Brief:
Decide whether each statement below agrees with the 510(k) letter excerpt. Answer yes or no for each, and quote the words from the excerpt that decide it.
(a) CDRH evaluates information related to contract liability warranties.
(b) Existing major regulations affecting the device can be found in Title 21 of the Code of Federal Regulations, Parts 800 to 898.
(c) A substantial equivalence determination means FDA has determined that the device complies with the other requirements of the Act.

We have reviewed your Section 510(k) premarket notification of intent to market the device referenced above and have determined the device is substantially equivalent (for the indications for use stated in the enclosure) to legally marketed predicate devices marketed in interstate commerce prior to May 28, 1976, the enactment date of the Medical Device Amendments, or to devices that have been reclassified in accordance with the provisions of the Federal Food, Drug, and Cosmetic Act (Act) that do not require approval of a premarket approval application (PMA). You may, therefore, market the device, subject to the general controls provisions of the Act. Although this letter refers to your product as a device, please be aware that some cleared products may instead be combination products. The 510(k) Premarket Notification Database located at https://www.accessdata.fda.gov/scripts/cdrh/cfdocs/cfpmn/pmn.cfm identifies combination product submissions. The general controls provisions of the Act include requirements for annual registration, listing of devices, good manufacturing practice, labeling, and prohibitions against misbranding and adulteration. Please note: CDRH does not evaluate information related to contract liability warranties. We remind you, however, that device labeling must be truthful and not misleading.

If your device is classified (see above) into either class II (Special Controls) or class III (PMA), it may be subject to additional controls. Existing major regulations affecting your device can be found in the Code of Federal Regulations, Title 21, Parts 800 to 898. In addition, FDA may publish further announcements concerning your device in the Federal Register.

1

Please be advised that FDA's issuance of a substantial equivalence determination does not mean that FDA has made a determination that your device complies with other requirements of the Act or any Federal statutes and regulations administered by other Federal agencies. You must comply with all the Act's requirements, including, but not limited to: registration and listing (21 CFR Part 807); labeling (21 CFR Part 801); medical device reporting of medical device-related adverse events) (21 CFR 803) for devices or postmarketing safety reporting (21 CFR 4, Subpart B) for combination products (see https://www.fda.gov/combination-products/guidance-regulatory-information/postmarketing-safety-reportingcombination-products); good manufacturing practice requirements as set forth in the quality systems (QS) regulation (21 CFR Part 820) for devices or current good manufacturing practices (21 CFR 4, Subpart A) for combination products; and, if applicable, the electronic product radiation control provisions (Sections 531-542 of the Act); 21 CFR 1000-1050.

Provided records:
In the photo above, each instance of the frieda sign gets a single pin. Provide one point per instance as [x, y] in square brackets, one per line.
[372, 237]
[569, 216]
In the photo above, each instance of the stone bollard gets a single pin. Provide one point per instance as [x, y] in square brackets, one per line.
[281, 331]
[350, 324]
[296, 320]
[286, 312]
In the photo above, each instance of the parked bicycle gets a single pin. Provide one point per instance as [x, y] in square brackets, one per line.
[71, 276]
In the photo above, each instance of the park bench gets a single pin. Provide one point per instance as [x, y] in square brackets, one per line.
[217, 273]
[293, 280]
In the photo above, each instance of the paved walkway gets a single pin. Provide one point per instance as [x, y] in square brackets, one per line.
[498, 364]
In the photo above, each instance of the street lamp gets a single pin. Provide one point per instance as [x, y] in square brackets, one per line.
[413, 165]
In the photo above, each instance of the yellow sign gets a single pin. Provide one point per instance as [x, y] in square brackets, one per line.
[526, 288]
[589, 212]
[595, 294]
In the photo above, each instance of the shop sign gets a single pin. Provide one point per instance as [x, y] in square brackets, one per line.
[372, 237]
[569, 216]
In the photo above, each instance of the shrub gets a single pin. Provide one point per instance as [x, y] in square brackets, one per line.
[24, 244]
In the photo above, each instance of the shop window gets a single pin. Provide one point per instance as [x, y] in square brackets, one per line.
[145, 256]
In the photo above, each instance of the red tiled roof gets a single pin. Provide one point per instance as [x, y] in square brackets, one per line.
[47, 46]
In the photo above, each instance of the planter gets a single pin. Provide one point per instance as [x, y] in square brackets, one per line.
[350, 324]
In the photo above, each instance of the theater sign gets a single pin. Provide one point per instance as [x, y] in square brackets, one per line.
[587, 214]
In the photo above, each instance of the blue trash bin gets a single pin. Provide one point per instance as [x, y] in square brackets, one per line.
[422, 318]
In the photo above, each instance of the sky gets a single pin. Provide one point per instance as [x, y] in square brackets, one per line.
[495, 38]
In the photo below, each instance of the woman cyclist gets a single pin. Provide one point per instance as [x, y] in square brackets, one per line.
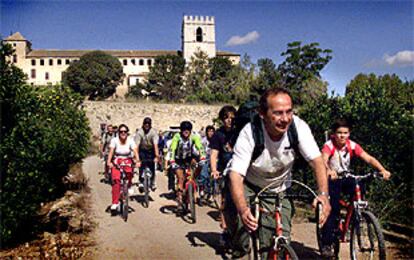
[121, 151]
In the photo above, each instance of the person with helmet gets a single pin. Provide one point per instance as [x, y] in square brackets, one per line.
[182, 155]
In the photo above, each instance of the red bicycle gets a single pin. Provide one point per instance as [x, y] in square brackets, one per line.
[124, 197]
[366, 237]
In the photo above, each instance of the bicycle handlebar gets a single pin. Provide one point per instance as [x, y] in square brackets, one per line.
[350, 174]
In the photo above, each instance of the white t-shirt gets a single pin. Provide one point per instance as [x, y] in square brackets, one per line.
[123, 150]
[276, 161]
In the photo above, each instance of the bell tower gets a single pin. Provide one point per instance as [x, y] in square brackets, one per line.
[198, 33]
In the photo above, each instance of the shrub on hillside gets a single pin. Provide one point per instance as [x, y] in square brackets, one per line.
[49, 134]
[384, 129]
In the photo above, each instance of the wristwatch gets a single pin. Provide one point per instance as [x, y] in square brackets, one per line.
[323, 193]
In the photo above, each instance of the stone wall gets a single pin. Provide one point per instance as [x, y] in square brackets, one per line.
[163, 115]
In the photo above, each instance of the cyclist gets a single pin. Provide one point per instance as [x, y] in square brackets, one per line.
[182, 155]
[104, 148]
[338, 154]
[146, 139]
[274, 163]
[221, 152]
[204, 178]
[121, 150]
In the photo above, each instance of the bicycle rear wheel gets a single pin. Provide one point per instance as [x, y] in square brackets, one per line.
[367, 240]
[191, 200]
[146, 189]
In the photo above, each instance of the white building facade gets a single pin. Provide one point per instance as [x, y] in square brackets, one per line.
[44, 67]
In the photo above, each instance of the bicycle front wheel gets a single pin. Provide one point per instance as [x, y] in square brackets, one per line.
[191, 199]
[284, 252]
[146, 189]
[125, 203]
[367, 240]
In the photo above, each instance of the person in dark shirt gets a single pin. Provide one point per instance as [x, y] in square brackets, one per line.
[221, 153]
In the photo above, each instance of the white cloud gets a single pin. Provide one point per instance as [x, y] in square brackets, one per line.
[401, 59]
[241, 40]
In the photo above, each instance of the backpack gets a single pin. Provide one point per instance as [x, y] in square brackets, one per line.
[248, 113]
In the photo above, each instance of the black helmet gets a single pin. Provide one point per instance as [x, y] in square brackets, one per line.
[186, 125]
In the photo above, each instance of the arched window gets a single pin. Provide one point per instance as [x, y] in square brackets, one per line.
[199, 35]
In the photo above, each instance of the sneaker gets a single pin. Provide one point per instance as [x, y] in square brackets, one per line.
[180, 208]
[153, 186]
[141, 187]
[114, 207]
[327, 252]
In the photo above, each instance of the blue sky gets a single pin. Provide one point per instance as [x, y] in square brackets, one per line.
[365, 36]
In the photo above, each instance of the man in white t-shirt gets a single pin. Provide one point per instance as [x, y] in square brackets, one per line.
[273, 165]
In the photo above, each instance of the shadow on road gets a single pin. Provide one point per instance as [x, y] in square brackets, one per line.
[211, 239]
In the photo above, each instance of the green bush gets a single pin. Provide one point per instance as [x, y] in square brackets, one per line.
[50, 132]
[384, 129]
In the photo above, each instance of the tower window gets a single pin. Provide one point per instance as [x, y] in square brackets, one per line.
[199, 35]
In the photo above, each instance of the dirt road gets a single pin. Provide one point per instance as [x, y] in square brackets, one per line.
[157, 233]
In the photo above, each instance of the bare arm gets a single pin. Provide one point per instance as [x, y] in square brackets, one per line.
[110, 155]
[371, 160]
[237, 194]
[213, 163]
[319, 170]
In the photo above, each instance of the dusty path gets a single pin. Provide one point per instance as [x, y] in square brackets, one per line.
[156, 232]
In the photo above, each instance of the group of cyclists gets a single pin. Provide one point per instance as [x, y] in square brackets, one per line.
[233, 156]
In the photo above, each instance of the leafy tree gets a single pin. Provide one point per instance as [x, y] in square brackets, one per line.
[302, 63]
[400, 93]
[95, 74]
[313, 88]
[166, 77]
[44, 132]
[384, 129]
[267, 77]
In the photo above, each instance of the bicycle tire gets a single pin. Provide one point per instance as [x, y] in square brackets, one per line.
[217, 194]
[146, 189]
[191, 201]
[367, 229]
[125, 202]
[318, 211]
[284, 252]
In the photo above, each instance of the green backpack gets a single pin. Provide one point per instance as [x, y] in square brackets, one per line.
[248, 113]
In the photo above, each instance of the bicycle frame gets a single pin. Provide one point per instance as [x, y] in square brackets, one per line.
[354, 206]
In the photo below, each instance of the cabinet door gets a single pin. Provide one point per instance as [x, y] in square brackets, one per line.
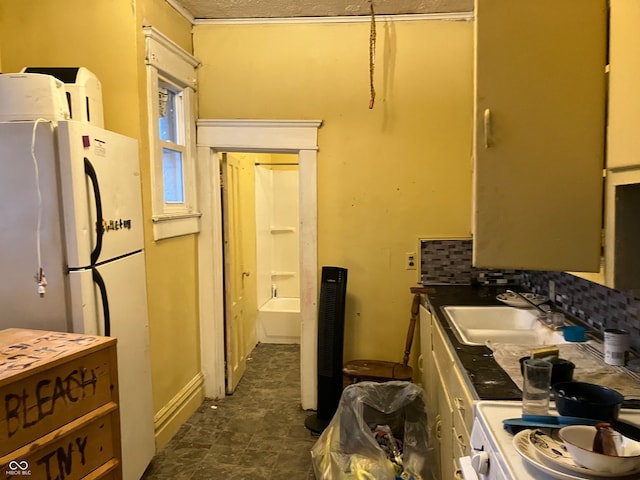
[444, 430]
[539, 133]
[623, 146]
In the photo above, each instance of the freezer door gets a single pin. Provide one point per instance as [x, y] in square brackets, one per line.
[101, 193]
[126, 294]
[30, 229]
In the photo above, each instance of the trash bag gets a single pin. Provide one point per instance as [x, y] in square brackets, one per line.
[379, 432]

Task result:
(a) No: "CDRH does not evaluate information related to contract liability warranties."
(b) Yes: "Existing major regulations affecting your device can be found in the Code of Federal Regulations, Title 21, Parts 800 to 898."
(c) No: "FDA's issuance of a substantial equivalence determination does not mean that FDA has made a determination that your device complies with other requirements of the Act"